§ **The request**
Revise the lines between the one containing "Pinpoint lamp base here." and the one containing "xmin=282 ymin=86 xmax=298 ymax=108", inclusive, replacing every "ceiling fan" with "overhead fan" and leaving everything else unchanged. Return only those lines.

§ **The data**
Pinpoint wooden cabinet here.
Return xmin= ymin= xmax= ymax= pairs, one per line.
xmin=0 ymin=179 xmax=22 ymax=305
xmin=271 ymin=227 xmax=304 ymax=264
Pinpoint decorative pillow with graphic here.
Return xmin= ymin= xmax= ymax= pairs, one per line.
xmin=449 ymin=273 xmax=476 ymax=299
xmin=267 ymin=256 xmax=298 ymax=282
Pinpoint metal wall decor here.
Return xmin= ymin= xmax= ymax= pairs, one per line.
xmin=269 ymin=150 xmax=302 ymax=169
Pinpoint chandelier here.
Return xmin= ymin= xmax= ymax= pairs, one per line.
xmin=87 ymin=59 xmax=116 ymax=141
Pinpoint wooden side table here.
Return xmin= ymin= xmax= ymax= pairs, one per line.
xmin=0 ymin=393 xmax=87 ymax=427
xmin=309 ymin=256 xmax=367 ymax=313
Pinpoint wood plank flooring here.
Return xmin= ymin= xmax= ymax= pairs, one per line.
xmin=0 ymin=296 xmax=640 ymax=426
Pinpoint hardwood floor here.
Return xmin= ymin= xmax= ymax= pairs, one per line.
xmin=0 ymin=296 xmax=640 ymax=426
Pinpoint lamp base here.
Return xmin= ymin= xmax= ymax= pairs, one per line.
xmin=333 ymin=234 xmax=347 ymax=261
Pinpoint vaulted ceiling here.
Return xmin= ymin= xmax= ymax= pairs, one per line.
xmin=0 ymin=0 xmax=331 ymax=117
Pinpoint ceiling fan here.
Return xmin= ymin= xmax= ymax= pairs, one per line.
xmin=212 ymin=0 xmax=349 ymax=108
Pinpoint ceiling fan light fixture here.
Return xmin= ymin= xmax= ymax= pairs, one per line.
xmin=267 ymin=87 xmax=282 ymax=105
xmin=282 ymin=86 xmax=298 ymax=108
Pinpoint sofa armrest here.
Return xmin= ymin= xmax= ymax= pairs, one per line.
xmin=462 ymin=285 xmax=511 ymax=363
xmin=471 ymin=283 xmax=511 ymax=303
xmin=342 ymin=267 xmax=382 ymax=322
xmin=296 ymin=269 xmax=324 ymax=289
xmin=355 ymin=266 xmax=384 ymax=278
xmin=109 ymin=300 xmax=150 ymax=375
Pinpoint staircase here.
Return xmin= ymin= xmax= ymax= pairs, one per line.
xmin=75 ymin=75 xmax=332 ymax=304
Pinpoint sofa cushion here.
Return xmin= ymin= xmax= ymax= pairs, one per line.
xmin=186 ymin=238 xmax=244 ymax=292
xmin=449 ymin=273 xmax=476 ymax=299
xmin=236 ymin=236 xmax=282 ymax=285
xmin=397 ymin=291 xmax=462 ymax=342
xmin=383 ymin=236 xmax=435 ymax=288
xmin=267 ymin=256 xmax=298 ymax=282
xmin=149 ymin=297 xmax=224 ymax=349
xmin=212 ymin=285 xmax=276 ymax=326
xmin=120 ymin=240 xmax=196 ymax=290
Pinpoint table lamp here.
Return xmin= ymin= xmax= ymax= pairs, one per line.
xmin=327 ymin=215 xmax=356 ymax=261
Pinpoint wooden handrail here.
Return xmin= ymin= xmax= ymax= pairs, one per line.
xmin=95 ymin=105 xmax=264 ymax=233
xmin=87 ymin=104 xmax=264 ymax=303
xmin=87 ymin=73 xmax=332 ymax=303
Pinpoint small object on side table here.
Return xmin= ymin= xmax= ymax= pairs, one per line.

§ **The answer**
Pinpoint lamp base here.
Return xmin= ymin= xmax= ymax= pairs, one per line.
xmin=333 ymin=234 xmax=347 ymax=261
Pinpoint vaulted ceiling here.
Return xmin= ymin= xmax= ymax= pairs, one per line.
xmin=0 ymin=0 xmax=331 ymax=117
Pinpoint overhead fan here.
Return xmin= ymin= xmax= ymax= pairs, one per line.
xmin=212 ymin=0 xmax=349 ymax=108
Pinpoint overhead fan light fixture here.
Return xmin= ymin= xmax= ymax= pairs, one per line.
xmin=267 ymin=87 xmax=282 ymax=105
xmin=282 ymin=86 xmax=298 ymax=108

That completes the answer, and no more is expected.